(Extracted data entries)
▬▬▬▬▬▬
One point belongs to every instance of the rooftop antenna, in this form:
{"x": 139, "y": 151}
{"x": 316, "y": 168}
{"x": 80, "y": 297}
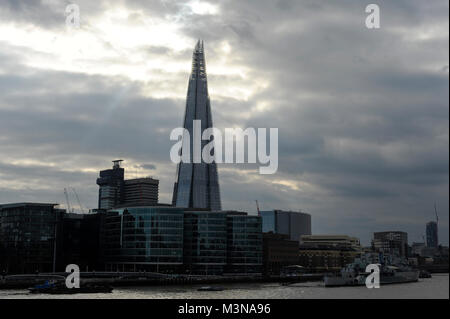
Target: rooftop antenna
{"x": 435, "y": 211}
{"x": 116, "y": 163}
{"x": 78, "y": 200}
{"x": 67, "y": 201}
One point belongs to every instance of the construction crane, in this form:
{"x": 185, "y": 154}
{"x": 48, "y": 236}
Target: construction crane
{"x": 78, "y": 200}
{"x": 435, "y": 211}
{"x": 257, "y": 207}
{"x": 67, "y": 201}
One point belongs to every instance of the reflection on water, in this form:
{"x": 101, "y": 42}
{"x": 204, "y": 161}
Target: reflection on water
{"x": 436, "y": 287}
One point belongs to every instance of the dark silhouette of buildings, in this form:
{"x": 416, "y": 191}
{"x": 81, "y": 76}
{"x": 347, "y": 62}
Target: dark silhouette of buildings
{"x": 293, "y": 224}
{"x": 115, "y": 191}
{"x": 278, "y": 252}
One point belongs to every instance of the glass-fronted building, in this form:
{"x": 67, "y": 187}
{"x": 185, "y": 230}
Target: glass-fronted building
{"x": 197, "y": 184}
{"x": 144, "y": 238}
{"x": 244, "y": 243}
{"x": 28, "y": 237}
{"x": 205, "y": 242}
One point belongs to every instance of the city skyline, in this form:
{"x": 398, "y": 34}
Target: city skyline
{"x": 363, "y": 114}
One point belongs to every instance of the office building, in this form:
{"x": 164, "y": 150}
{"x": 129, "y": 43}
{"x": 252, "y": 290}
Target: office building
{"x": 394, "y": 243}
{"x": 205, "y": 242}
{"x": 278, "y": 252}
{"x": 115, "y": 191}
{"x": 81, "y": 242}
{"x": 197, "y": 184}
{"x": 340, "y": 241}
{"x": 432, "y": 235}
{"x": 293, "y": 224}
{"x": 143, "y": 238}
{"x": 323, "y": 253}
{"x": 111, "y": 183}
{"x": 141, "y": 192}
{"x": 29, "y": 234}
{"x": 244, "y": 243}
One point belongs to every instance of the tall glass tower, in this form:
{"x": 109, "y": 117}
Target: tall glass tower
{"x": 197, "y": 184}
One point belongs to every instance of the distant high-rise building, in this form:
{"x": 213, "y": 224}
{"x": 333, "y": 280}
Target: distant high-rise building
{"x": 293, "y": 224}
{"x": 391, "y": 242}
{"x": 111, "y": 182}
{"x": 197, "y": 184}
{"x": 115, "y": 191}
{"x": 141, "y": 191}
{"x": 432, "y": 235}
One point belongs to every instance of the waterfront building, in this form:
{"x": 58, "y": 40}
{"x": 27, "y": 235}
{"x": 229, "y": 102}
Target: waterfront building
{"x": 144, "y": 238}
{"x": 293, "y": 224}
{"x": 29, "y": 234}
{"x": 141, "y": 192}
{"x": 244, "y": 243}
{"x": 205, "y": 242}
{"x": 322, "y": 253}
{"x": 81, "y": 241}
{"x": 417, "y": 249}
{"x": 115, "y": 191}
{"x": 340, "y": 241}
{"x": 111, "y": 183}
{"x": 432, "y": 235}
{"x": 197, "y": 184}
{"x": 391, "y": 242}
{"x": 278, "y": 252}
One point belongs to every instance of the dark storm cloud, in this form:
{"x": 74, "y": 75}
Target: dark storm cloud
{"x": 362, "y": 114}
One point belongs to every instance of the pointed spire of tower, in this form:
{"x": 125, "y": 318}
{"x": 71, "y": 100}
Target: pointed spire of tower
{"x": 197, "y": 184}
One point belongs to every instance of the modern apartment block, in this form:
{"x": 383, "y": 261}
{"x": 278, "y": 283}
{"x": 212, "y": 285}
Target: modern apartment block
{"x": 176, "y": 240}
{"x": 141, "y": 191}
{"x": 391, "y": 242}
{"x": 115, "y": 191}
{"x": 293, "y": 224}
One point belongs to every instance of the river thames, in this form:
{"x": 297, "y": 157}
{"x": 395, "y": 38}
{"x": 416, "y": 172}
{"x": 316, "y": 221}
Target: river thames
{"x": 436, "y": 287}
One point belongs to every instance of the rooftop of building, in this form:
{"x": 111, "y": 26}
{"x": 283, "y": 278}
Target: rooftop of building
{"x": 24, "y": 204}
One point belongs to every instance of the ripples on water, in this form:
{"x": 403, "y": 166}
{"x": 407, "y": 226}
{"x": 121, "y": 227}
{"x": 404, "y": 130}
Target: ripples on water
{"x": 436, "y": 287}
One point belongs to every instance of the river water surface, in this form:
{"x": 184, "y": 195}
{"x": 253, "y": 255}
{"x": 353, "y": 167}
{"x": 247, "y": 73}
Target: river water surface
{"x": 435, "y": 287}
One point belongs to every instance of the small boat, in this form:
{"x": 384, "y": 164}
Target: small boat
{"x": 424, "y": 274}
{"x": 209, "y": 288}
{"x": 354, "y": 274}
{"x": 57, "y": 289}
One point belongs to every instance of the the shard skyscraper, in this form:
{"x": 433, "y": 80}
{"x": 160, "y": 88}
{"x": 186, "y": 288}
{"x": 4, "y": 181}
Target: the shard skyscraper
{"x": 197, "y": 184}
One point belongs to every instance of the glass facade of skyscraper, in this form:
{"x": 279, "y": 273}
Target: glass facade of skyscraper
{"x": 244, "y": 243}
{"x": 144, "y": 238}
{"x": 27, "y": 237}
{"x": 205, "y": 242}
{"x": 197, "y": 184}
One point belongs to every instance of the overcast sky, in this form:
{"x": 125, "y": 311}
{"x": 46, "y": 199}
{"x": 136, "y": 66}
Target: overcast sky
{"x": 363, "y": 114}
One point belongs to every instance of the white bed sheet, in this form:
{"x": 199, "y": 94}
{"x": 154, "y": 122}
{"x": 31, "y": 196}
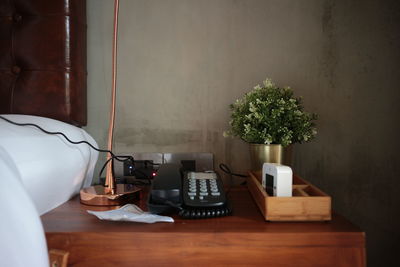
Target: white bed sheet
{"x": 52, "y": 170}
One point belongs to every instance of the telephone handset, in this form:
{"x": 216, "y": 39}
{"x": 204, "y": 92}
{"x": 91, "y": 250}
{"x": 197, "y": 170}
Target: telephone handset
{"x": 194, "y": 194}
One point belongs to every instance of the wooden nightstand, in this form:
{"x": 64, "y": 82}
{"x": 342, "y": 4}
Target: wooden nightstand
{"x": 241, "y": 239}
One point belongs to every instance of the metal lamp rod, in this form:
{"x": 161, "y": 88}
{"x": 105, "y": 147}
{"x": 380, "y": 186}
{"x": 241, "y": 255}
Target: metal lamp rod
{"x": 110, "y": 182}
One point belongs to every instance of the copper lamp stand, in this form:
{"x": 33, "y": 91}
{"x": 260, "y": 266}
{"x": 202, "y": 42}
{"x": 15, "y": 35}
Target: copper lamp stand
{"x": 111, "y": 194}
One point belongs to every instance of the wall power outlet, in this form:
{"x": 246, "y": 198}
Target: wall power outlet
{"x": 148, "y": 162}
▬▬▬▬▬▬
ABOUT THIS EXERCISE
The records above should be output exactly, but without any of their pictures.

FINAL ANSWER
One point belongs to every instance of the rooftop antenna, in this form:
{"x": 139, "y": 151}
{"x": 316, "y": 168}
{"x": 80, "y": 297}
Target: rooftop antenna
{"x": 435, "y": 211}
{"x": 116, "y": 163}
{"x": 78, "y": 200}
{"x": 67, "y": 201}
One point belongs to every instance of the construction crane, in this form:
{"x": 185, "y": 154}
{"x": 48, "y": 236}
Target: construction crane
{"x": 78, "y": 200}
{"x": 435, "y": 211}
{"x": 257, "y": 207}
{"x": 67, "y": 201}
One point belongs to every instance of the reflection on water, in this form:
{"x": 101, "y": 42}
{"x": 204, "y": 161}
Target: reflection on water
{"x": 436, "y": 287}
One point belongs to every instance of the dark silhouette of buildings, in this form:
{"x": 416, "y": 191}
{"x": 81, "y": 76}
{"x": 347, "y": 62}
Target: dark silhouette of buildings
{"x": 293, "y": 224}
{"x": 115, "y": 191}
{"x": 278, "y": 252}
One point belongs to every instance of the glass-fronted building, in this form:
{"x": 67, "y": 187}
{"x": 185, "y": 230}
Target: glass-fronted building
{"x": 197, "y": 184}
{"x": 144, "y": 238}
{"x": 244, "y": 243}
{"x": 28, "y": 237}
{"x": 205, "y": 242}
One point belongs to every instance of the city skyline, in this form:
{"x": 398, "y": 34}
Target: city skyline
{"x": 363, "y": 114}
One point belongs to every instance of the office building, in this form:
{"x": 164, "y": 150}
{"x": 129, "y": 43}
{"x": 252, "y": 290}
Target: office building
{"x": 394, "y": 243}
{"x": 205, "y": 242}
{"x": 278, "y": 252}
{"x": 115, "y": 191}
{"x": 81, "y": 242}
{"x": 197, "y": 184}
{"x": 340, "y": 241}
{"x": 432, "y": 235}
{"x": 293, "y": 224}
{"x": 143, "y": 238}
{"x": 323, "y": 253}
{"x": 111, "y": 183}
{"x": 141, "y": 192}
{"x": 29, "y": 234}
{"x": 244, "y": 243}
One point belongs to every instance of the tall glass tower, in this form:
{"x": 109, "y": 117}
Target: tall glass tower
{"x": 197, "y": 184}
One point belongs to every instance of the distant high-rise building, in this form:
{"x": 213, "y": 224}
{"x": 333, "y": 280}
Target: distant high-rise building
{"x": 293, "y": 224}
{"x": 391, "y": 242}
{"x": 111, "y": 182}
{"x": 197, "y": 184}
{"x": 115, "y": 191}
{"x": 141, "y": 191}
{"x": 432, "y": 235}
One point belongs to every instance of the waterfront building, in this form:
{"x": 58, "y": 40}
{"x": 27, "y": 235}
{"x": 229, "y": 102}
Target: waterfront building
{"x": 144, "y": 238}
{"x": 293, "y": 224}
{"x": 29, "y": 234}
{"x": 141, "y": 192}
{"x": 244, "y": 243}
{"x": 205, "y": 242}
{"x": 322, "y": 253}
{"x": 81, "y": 241}
{"x": 417, "y": 249}
{"x": 115, "y": 191}
{"x": 340, "y": 241}
{"x": 111, "y": 183}
{"x": 432, "y": 235}
{"x": 197, "y": 184}
{"x": 391, "y": 242}
{"x": 278, "y": 252}
One point belongs to every instance of the dark storm cloud, in this form:
{"x": 74, "y": 75}
Target: dark storm cloud
{"x": 362, "y": 114}
One point belongs to every instance of the pointed spire of tower, in this form:
{"x": 125, "y": 318}
{"x": 71, "y": 100}
Target: pointed spire of tower
{"x": 197, "y": 184}
One point belongs to every instance of the modern apartment block, in this form:
{"x": 383, "y": 261}
{"x": 278, "y": 283}
{"x": 212, "y": 285}
Target: modern apartment block
{"x": 176, "y": 240}
{"x": 141, "y": 191}
{"x": 391, "y": 242}
{"x": 115, "y": 191}
{"x": 293, "y": 224}
One point belongs to every instance of the river thames, in this form:
{"x": 297, "y": 157}
{"x": 395, "y": 38}
{"x": 416, "y": 172}
{"x": 316, "y": 221}
Target: river thames
{"x": 436, "y": 287}
One point belongs to every instance of the rooftop of building, in this form:
{"x": 111, "y": 26}
{"x": 283, "y": 278}
Target: rooftop of building
{"x": 24, "y": 204}
One point belongs to every instance of the ripples on water, in this form:
{"x": 403, "y": 166}
{"x": 407, "y": 226}
{"x": 121, "y": 227}
{"x": 404, "y": 130}
Target: ripples on water
{"x": 436, "y": 287}
One point belongs to every instance of the river water surface, in this form:
{"x": 184, "y": 195}
{"x": 253, "y": 255}
{"x": 353, "y": 167}
{"x": 247, "y": 73}
Target: river water surface
{"x": 435, "y": 287}
One point belongs to every instance of the small boat, in this form:
{"x": 384, "y": 164}
Target: small boat
{"x": 424, "y": 274}
{"x": 209, "y": 288}
{"x": 354, "y": 274}
{"x": 57, "y": 289}
One point belongs to every instance of the the shard skyscraper, in this form:
{"x": 433, "y": 80}
{"x": 160, "y": 88}
{"x": 186, "y": 288}
{"x": 4, "y": 181}
Target: the shard skyscraper
{"x": 197, "y": 184}
One point belongs to every instance of the glass facade of skyscraper, in this form:
{"x": 279, "y": 273}
Target: glass facade of skyscraper
{"x": 244, "y": 243}
{"x": 144, "y": 238}
{"x": 27, "y": 237}
{"x": 205, "y": 242}
{"x": 197, "y": 184}
One point belongs to every instance of the overcast sky, in this form:
{"x": 125, "y": 311}
{"x": 46, "y": 199}
{"x": 136, "y": 66}
Target: overcast sky
{"x": 363, "y": 114}
One point belongs to every instance of the white bed sheet, in this form:
{"x": 199, "y": 94}
{"x": 154, "y": 122}
{"x": 31, "y": 196}
Target: white bed sheet
{"x": 52, "y": 170}
One point belongs to every instance of the telephone handset, in this form:
{"x": 216, "y": 39}
{"x": 204, "y": 92}
{"x": 91, "y": 250}
{"x": 197, "y": 170}
Target: telephone handset
{"x": 194, "y": 194}
One point belongs to every instance of the wooden nightstand, in this form:
{"x": 64, "y": 82}
{"x": 342, "y": 4}
Target: wooden nightstand
{"x": 241, "y": 239}
One point belongs to every instance of the metal lamp rod, in this form:
{"x": 161, "y": 88}
{"x": 105, "y": 147}
{"x": 380, "y": 186}
{"x": 241, "y": 255}
Target: metal lamp rod
{"x": 110, "y": 182}
One point belongs to every instance of the copper lamp stand, in this form:
{"x": 33, "y": 91}
{"x": 260, "y": 266}
{"x": 202, "y": 42}
{"x": 15, "y": 35}
Target: copper lamp stand
{"x": 111, "y": 194}
One point belongs to every instance of the wall power outlet, in this form:
{"x": 246, "y": 198}
Target: wall power outlet
{"x": 148, "y": 162}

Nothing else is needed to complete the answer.